(Beginning of Extracted records)

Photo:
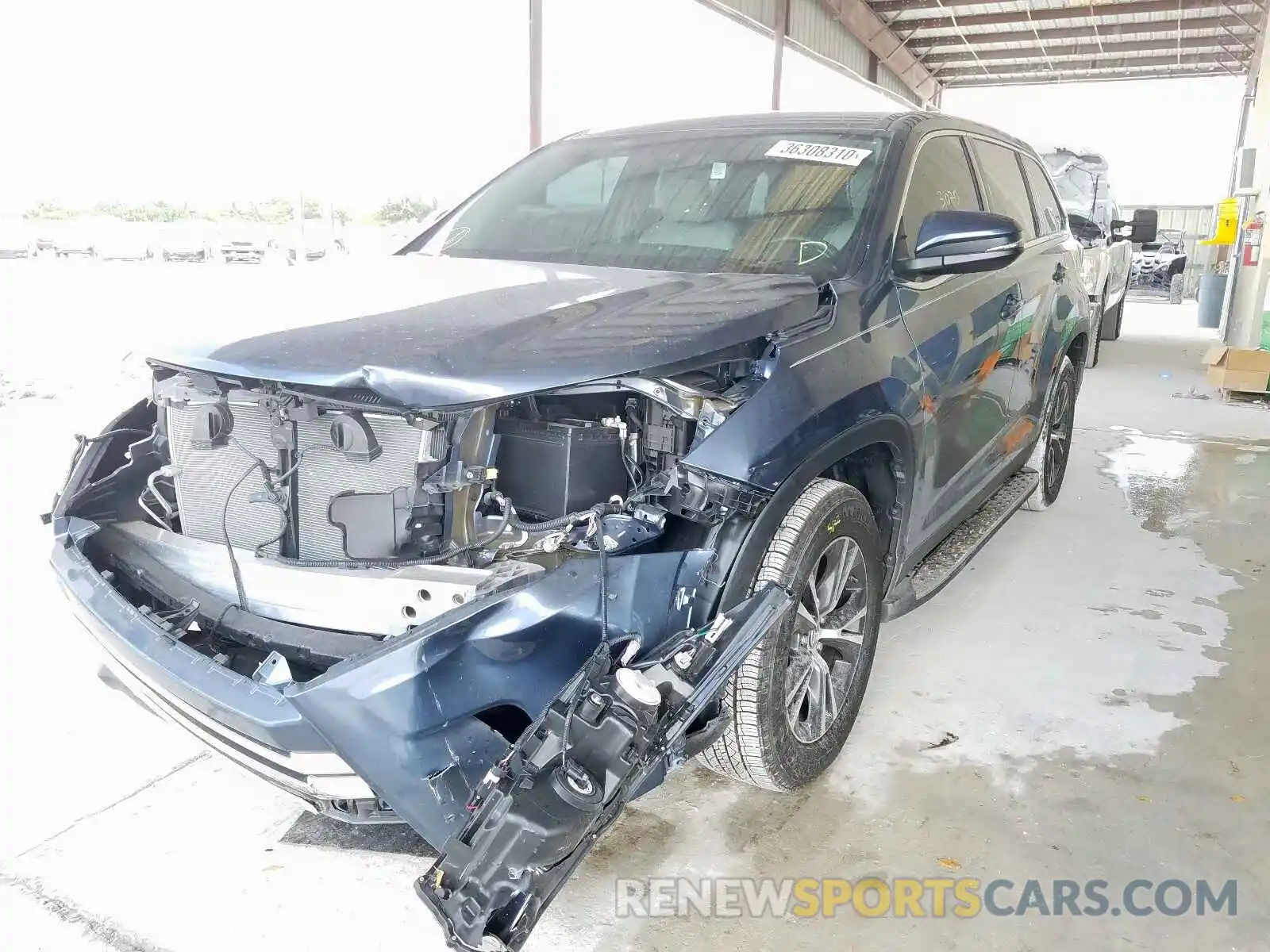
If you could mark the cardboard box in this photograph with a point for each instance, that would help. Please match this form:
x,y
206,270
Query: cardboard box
x,y
1236,368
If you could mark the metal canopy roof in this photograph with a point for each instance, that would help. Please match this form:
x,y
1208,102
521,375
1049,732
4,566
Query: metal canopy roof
x,y
1016,42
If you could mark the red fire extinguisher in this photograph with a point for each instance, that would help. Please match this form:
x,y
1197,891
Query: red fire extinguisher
x,y
1253,232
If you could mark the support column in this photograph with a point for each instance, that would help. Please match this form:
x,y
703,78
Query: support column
x,y
1244,321
780,31
535,74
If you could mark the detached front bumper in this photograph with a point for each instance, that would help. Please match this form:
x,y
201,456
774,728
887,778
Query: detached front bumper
x,y
404,730
252,724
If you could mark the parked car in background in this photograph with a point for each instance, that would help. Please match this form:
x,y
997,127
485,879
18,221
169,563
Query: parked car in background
x,y
78,238
125,241
319,241
188,241
622,461
243,244
1157,263
17,240
1094,219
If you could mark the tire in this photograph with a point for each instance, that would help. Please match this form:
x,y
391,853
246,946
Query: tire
x,y
829,527
1053,447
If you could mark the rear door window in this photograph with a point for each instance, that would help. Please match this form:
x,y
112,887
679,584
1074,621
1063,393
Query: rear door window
x,y
941,181
1003,184
1049,211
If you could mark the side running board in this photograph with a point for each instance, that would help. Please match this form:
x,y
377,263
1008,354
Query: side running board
x,y
607,735
960,546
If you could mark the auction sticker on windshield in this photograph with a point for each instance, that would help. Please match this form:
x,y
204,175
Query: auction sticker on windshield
x,y
818,152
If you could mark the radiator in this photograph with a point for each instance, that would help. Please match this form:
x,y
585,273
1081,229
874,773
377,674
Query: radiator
x,y
205,478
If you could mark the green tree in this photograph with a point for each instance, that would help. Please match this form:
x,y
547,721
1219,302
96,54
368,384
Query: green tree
x,y
51,211
403,209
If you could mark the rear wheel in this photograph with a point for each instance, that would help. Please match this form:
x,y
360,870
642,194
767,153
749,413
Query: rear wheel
x,y
1054,444
795,697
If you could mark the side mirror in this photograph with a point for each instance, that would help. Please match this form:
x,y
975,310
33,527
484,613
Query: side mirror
x,y
1085,228
962,243
1141,228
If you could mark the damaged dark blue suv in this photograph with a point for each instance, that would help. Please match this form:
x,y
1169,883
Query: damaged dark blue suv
x,y
622,463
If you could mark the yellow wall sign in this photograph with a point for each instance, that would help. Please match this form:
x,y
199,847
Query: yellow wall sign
x,y
1227,222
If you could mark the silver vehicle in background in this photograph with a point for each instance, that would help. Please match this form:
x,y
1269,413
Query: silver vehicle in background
x,y
1094,217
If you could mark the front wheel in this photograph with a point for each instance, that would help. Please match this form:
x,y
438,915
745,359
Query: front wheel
x,y
795,697
1054,444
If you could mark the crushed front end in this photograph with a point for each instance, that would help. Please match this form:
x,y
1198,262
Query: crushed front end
x,y
379,608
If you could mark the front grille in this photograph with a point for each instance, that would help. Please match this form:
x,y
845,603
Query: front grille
x,y
205,478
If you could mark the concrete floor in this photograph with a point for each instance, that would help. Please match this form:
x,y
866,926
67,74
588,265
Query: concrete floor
x,y
1099,666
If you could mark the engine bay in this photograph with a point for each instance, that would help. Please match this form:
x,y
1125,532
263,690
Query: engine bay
x,y
257,520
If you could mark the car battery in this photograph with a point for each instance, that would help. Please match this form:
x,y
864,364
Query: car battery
x,y
552,467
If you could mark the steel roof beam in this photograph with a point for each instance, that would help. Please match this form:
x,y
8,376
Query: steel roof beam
x,y
870,29
1100,63
1039,78
1165,44
1083,35
1085,14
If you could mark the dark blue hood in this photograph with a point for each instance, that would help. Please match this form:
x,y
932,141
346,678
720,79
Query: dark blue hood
x,y
441,332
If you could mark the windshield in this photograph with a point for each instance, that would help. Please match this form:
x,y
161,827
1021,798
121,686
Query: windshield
x,y
753,203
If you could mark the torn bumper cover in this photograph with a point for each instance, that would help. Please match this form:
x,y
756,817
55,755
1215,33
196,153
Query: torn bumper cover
x,y
609,734
403,725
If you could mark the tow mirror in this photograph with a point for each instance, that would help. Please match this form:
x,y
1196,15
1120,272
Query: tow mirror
x,y
962,243
1083,228
1142,228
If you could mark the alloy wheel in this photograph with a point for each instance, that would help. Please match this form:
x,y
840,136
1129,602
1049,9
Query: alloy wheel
x,y
829,639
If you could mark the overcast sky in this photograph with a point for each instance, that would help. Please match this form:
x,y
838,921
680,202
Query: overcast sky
x,y
215,102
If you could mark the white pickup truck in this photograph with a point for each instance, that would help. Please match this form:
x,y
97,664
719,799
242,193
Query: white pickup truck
x,y
1094,219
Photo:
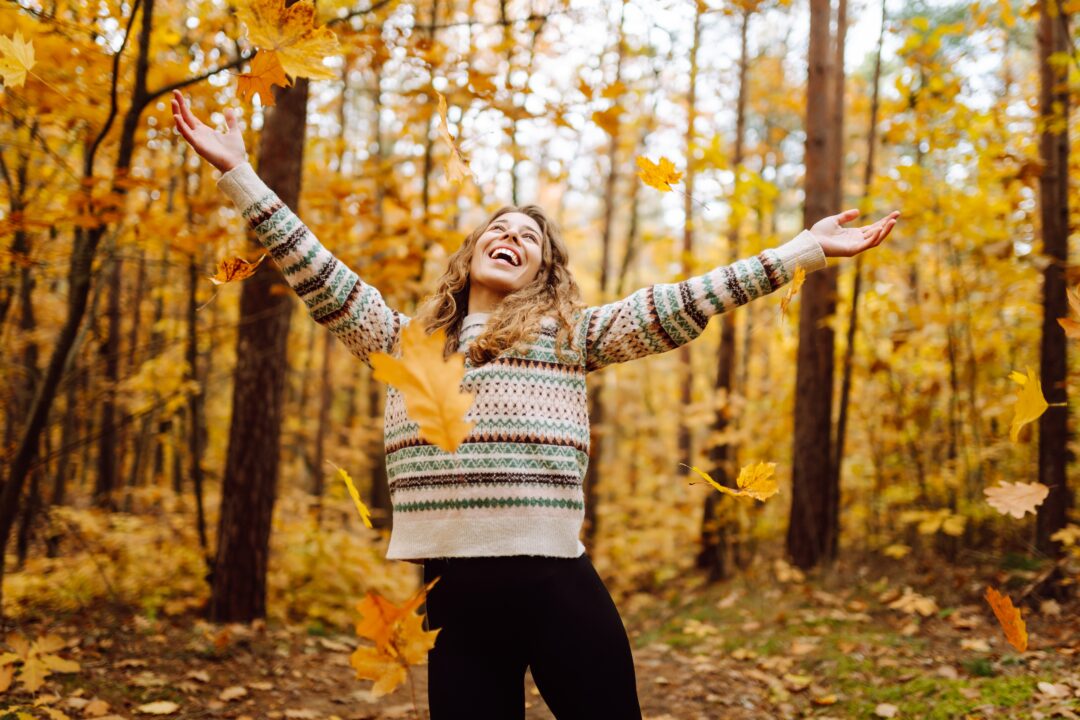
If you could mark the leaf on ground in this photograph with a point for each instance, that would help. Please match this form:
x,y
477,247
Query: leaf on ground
x,y
365,514
1016,499
159,707
1030,403
659,175
431,385
231,269
1009,616
266,72
800,275
457,164
16,58
755,480
399,636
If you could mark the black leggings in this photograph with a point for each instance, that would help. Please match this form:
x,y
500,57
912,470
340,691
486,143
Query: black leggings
x,y
501,614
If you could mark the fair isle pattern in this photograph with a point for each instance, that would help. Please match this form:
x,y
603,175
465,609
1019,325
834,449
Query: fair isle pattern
x,y
513,487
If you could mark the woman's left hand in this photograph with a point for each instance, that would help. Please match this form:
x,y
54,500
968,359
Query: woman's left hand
x,y
847,242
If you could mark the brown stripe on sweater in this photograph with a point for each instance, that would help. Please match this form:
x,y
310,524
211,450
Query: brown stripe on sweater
x,y
497,436
732,286
771,271
690,307
650,312
266,213
495,477
287,245
319,281
346,308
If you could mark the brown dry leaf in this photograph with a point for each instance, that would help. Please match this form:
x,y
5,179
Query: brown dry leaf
x,y
431,385
1015,499
457,164
400,640
231,269
1013,625
291,34
800,275
266,72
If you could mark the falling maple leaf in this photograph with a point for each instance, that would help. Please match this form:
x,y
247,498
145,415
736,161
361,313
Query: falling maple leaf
x,y
1030,403
800,275
1009,616
38,660
16,59
291,35
658,175
399,636
1016,499
365,514
1070,326
430,385
231,269
457,164
266,72
755,480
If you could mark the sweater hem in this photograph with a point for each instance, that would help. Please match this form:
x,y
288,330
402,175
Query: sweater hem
x,y
415,539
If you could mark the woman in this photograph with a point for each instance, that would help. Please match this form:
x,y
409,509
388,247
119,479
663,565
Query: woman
x,y
498,520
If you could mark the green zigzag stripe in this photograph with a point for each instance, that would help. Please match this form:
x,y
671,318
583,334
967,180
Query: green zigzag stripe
x,y
477,503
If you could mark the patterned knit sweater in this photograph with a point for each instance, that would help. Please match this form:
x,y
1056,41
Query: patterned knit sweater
x,y
514,486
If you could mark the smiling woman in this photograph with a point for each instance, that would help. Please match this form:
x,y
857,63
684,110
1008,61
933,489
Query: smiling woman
x,y
499,519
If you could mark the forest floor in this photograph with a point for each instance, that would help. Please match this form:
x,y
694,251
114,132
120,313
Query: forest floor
x,y
751,648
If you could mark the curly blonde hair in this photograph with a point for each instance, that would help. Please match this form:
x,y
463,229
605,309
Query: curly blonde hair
x,y
553,293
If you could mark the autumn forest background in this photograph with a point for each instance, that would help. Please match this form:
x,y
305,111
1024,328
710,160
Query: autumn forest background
x,y
178,535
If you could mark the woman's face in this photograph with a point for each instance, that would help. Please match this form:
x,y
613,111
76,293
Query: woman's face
x,y
508,255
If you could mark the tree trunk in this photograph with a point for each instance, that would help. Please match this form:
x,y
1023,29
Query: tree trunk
x,y
251,473
718,533
811,524
1054,211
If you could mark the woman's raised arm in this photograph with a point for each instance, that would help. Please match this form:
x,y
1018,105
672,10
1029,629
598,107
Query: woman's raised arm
x,y
335,296
661,317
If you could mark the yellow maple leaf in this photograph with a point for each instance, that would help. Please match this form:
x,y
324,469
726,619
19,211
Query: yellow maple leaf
x,y
658,175
755,480
365,514
399,636
1030,403
430,384
800,275
266,72
457,164
1016,499
231,269
1009,616
16,59
291,34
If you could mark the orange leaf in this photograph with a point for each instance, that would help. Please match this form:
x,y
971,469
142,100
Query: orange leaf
x,y
1009,616
231,269
800,275
658,175
431,385
266,72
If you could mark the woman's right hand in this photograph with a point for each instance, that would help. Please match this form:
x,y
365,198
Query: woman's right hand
x,y
221,150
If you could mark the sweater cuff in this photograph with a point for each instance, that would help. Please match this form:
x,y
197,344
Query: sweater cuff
x,y
243,186
802,252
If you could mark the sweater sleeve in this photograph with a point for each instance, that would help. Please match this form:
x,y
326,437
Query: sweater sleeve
x,y
661,317
335,296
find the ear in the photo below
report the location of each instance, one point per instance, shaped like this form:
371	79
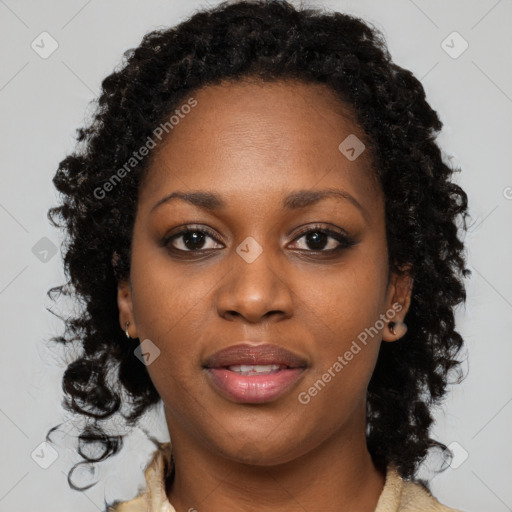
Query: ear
398	300
125	305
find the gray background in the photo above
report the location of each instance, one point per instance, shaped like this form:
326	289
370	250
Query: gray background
43	101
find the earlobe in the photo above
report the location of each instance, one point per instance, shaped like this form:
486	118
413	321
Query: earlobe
125	305
400	291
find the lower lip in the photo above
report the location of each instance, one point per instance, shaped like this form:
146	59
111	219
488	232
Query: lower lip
253	389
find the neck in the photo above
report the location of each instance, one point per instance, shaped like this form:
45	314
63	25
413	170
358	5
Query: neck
339	474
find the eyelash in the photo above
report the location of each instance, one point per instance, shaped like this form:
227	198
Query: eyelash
344	241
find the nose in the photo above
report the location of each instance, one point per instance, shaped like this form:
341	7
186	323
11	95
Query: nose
255	291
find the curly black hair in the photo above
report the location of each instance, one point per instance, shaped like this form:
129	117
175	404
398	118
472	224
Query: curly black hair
267	41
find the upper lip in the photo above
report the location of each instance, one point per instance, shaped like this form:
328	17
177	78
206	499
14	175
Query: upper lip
244	353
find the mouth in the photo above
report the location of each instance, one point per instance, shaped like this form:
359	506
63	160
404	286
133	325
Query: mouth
246	373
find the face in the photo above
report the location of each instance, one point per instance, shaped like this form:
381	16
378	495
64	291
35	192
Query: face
271	258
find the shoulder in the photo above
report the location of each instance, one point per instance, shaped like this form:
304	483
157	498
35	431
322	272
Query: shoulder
401	495
152	497
138	504
416	498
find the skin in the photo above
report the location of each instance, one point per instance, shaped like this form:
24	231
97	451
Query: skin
253	144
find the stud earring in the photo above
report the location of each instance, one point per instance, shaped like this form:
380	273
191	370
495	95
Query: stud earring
397	329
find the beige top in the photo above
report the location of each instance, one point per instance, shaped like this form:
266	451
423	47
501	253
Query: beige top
398	495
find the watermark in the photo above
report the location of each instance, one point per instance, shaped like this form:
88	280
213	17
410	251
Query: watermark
44	45
249	249
44	455
455	455
351	147
304	397
147	352
454	45
143	151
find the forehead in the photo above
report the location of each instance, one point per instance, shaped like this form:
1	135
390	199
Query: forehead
253	137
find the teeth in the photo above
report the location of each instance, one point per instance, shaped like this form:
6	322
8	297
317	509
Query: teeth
254	369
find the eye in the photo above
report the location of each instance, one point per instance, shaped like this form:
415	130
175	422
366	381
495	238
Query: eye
321	239
191	239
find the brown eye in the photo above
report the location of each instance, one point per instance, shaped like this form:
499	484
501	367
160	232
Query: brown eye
190	240
320	239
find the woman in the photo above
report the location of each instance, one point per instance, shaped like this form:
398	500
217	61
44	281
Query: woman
264	235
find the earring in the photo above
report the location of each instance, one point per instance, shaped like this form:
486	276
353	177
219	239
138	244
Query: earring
397	329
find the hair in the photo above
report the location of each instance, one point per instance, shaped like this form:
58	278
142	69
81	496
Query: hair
268	41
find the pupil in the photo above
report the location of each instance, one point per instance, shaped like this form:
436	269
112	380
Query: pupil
197	238
317	240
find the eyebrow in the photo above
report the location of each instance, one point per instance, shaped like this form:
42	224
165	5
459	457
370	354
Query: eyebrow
294	201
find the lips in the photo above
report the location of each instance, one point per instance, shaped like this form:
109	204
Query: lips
245	354
246	373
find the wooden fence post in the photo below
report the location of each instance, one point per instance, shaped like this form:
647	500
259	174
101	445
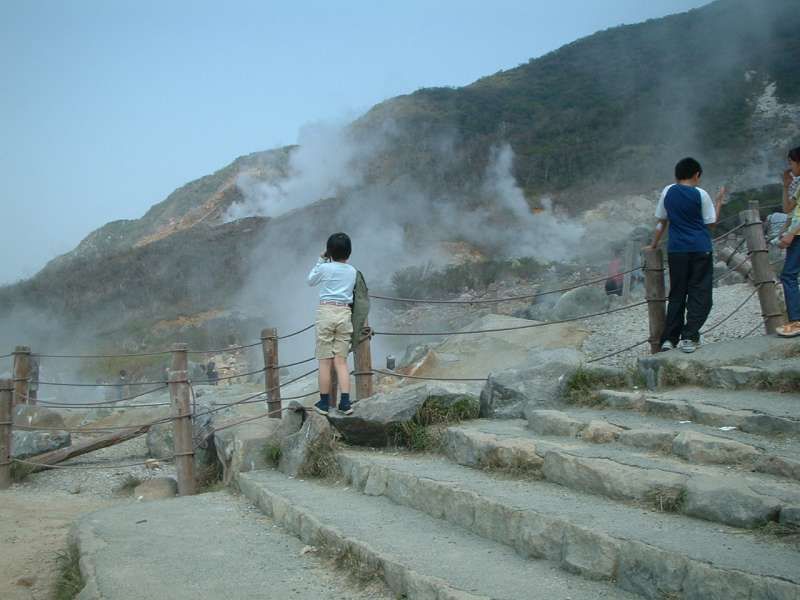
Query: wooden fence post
272	377
363	364
22	373
630	253
6	423
656	295
763	276
180	397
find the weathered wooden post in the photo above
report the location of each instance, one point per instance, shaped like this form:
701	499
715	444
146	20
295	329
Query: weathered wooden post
272	378
763	276
656	295
6	423
22	373
363	364
627	266
180	397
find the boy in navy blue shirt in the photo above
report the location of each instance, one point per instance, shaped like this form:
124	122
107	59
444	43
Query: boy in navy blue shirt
688	212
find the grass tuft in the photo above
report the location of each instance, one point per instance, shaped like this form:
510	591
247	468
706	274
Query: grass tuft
425	432
579	387
272	454
129	483
666	499
70	580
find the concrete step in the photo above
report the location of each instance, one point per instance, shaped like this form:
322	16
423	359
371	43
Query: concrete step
200	547
761	362
656	555
419	556
674	435
716	493
761	413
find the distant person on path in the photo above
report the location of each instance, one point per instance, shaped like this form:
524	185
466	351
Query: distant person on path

(End of Extracted records)

Go through the listing above and return each line that includes the word "below".

Answer:
find the ear in the photo below
find the wooden fence post in the photo below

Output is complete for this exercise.